Records from a collection -

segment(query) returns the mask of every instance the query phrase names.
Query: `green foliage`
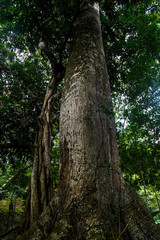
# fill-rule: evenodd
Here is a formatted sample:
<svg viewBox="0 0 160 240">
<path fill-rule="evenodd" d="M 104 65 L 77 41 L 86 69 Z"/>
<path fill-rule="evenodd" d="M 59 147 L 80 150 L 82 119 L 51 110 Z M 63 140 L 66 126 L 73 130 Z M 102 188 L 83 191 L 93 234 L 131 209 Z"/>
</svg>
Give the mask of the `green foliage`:
<svg viewBox="0 0 160 240">
<path fill-rule="evenodd" d="M 9 197 L 25 198 L 29 183 L 37 117 L 51 75 L 48 60 L 37 50 L 46 42 L 57 61 L 67 63 L 78 5 L 67 0 L 0 0 L 0 186 Z M 117 125 L 121 167 L 125 179 L 142 194 L 159 223 L 153 187 L 160 191 L 160 3 L 158 0 L 100 1 L 107 66 Z M 61 87 L 60 87 L 61 88 Z M 59 168 L 59 108 L 54 120 L 52 170 Z M 112 114 L 101 104 L 97 111 Z M 86 113 L 90 120 L 92 109 Z M 20 174 L 19 174 L 20 173 Z M 18 174 L 18 175 L 17 175 Z M 56 187 L 56 186 L 55 186 Z M 144 191 L 143 191 L 144 192 Z"/>
</svg>

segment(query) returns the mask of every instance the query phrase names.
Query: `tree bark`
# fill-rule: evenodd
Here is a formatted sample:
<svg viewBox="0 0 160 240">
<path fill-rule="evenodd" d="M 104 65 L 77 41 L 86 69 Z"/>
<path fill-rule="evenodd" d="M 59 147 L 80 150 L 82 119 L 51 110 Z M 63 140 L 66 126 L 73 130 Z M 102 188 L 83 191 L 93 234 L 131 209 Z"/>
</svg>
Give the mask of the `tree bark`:
<svg viewBox="0 0 160 240">
<path fill-rule="evenodd" d="M 51 62 L 52 77 L 47 86 L 41 114 L 38 117 L 30 190 L 22 221 L 24 231 L 38 219 L 52 200 L 54 193 L 51 172 L 51 136 L 55 118 L 54 106 L 61 95 L 57 92 L 57 87 L 64 77 L 65 69 L 59 67 L 54 55 L 47 48 L 43 48 L 43 51 Z"/>
<path fill-rule="evenodd" d="M 160 238 L 122 178 L 99 7 L 87 0 L 80 6 L 65 76 L 60 155 L 57 197 L 18 240 Z"/>
</svg>

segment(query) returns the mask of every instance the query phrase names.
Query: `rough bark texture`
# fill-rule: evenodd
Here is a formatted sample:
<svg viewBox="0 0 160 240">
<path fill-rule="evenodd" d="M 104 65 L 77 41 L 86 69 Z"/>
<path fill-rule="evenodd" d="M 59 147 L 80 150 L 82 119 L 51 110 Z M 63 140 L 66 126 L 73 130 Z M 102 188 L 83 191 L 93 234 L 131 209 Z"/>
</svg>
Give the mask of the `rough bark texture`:
<svg viewBox="0 0 160 240">
<path fill-rule="evenodd" d="M 27 230 L 35 222 L 53 198 L 53 179 L 51 172 L 51 136 L 55 117 L 55 101 L 60 97 L 57 86 L 64 77 L 64 68 L 56 64 L 54 55 L 42 49 L 51 63 L 52 77 L 48 83 L 46 95 L 38 117 L 38 128 L 34 142 L 34 160 L 30 190 L 25 207 L 22 228 Z"/>
<path fill-rule="evenodd" d="M 18 239 L 159 240 L 159 228 L 121 176 L 98 4 L 88 1 L 74 30 L 60 118 L 57 200 Z"/>
</svg>

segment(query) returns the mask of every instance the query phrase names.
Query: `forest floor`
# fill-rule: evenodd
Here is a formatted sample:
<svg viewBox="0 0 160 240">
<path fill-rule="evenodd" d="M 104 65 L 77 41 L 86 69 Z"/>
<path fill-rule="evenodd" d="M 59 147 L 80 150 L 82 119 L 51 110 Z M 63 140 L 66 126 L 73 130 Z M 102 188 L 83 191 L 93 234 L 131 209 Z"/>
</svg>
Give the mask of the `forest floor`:
<svg viewBox="0 0 160 240">
<path fill-rule="evenodd" d="M 12 231 L 6 237 L 3 233 L 8 232 L 9 229 L 18 226 L 24 209 L 24 201 L 21 199 L 14 199 L 5 197 L 0 200 L 0 240 L 14 240 L 16 231 Z"/>
</svg>

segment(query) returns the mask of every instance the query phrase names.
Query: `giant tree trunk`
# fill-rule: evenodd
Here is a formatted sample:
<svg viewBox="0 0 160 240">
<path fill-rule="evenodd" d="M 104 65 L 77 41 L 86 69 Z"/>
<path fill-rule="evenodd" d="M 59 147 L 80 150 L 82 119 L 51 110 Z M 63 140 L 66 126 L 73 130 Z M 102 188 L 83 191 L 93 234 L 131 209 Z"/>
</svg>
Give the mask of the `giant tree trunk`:
<svg viewBox="0 0 160 240">
<path fill-rule="evenodd" d="M 46 95 L 38 117 L 38 128 L 34 142 L 34 159 L 30 190 L 26 202 L 22 228 L 27 230 L 35 222 L 53 198 L 53 178 L 51 172 L 51 136 L 55 117 L 54 105 L 60 93 L 57 87 L 64 77 L 64 69 L 57 69 L 54 56 L 43 49 L 51 62 L 52 77 L 48 83 Z"/>
<path fill-rule="evenodd" d="M 99 9 L 87 0 L 74 30 L 60 118 L 57 197 L 18 239 L 159 240 L 159 228 L 121 175 Z"/>
</svg>

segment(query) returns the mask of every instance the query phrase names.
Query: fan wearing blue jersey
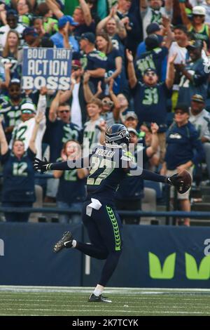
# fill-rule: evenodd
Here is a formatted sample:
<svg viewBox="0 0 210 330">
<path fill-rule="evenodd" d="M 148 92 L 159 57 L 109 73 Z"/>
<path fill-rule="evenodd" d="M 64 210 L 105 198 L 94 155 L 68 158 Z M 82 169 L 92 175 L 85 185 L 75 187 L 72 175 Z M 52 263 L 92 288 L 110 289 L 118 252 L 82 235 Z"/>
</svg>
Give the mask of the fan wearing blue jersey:
<svg viewBox="0 0 210 330">
<path fill-rule="evenodd" d="M 35 140 L 43 114 L 36 117 L 36 122 L 29 147 L 25 150 L 24 142 L 15 140 L 9 149 L 0 118 L 1 163 L 3 164 L 2 206 L 6 207 L 31 207 L 35 201 L 34 171 L 33 161 L 36 155 Z M 27 222 L 29 213 L 8 212 L 6 221 Z"/>
<path fill-rule="evenodd" d="M 80 144 L 74 140 L 69 140 L 64 145 L 61 157 L 58 161 L 77 159 L 80 157 L 81 148 Z M 59 178 L 59 186 L 56 196 L 58 208 L 81 209 L 83 202 L 85 200 L 85 180 L 88 174 L 87 169 L 73 169 L 69 171 L 53 171 L 55 178 Z M 59 216 L 61 223 L 78 224 L 81 222 L 80 214 L 61 214 Z"/>
<path fill-rule="evenodd" d="M 139 167 L 127 151 L 130 140 L 127 128 L 124 125 L 115 124 L 106 130 L 104 145 L 99 145 L 86 159 L 55 164 L 36 158 L 34 161 L 34 169 L 42 172 L 55 169 L 69 171 L 69 169 L 90 166 L 88 197 L 83 204 L 82 219 L 91 244 L 78 242 L 71 232 L 66 232 L 54 246 L 55 253 L 64 248 L 74 248 L 91 257 L 106 260 L 99 283 L 89 298 L 90 302 L 111 302 L 102 293 L 122 253 L 122 224 L 115 210 L 113 200 L 118 184 L 126 178 L 127 173 L 141 176 L 145 180 L 167 183 L 178 189 L 183 188 L 181 176 L 175 175 L 167 178 Z"/>
</svg>

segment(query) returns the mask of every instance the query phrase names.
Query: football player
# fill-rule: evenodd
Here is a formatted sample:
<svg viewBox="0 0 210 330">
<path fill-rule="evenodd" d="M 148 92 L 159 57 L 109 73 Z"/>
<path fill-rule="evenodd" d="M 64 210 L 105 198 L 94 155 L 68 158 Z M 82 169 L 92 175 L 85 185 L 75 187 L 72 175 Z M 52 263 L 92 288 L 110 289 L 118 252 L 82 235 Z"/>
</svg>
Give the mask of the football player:
<svg viewBox="0 0 210 330">
<path fill-rule="evenodd" d="M 101 278 L 90 302 L 111 301 L 102 295 L 104 286 L 113 275 L 122 253 L 122 224 L 116 213 L 113 199 L 118 184 L 130 172 L 131 175 L 141 175 L 142 179 L 167 183 L 183 190 L 186 188 L 181 175 L 167 178 L 141 169 L 134 162 L 132 154 L 127 151 L 130 140 L 127 128 L 115 124 L 105 134 L 104 145 L 99 145 L 88 158 L 90 167 L 87 180 L 88 197 L 82 211 L 83 222 L 88 230 L 91 244 L 74 239 L 72 234 L 66 232 L 54 246 L 57 253 L 64 248 L 76 249 L 83 253 L 97 259 L 105 259 Z M 50 170 L 69 170 L 69 168 L 87 167 L 87 159 L 77 161 L 67 161 L 49 164 L 47 160 L 37 158 L 34 169 L 42 172 Z M 90 165 L 89 165 L 90 163 Z"/>
</svg>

WHAT IS ASKED -
How many lines of the entries above contain the string "green"? Matching is case-sensitive; reply with the number alone.

TASK OUTPUT -
2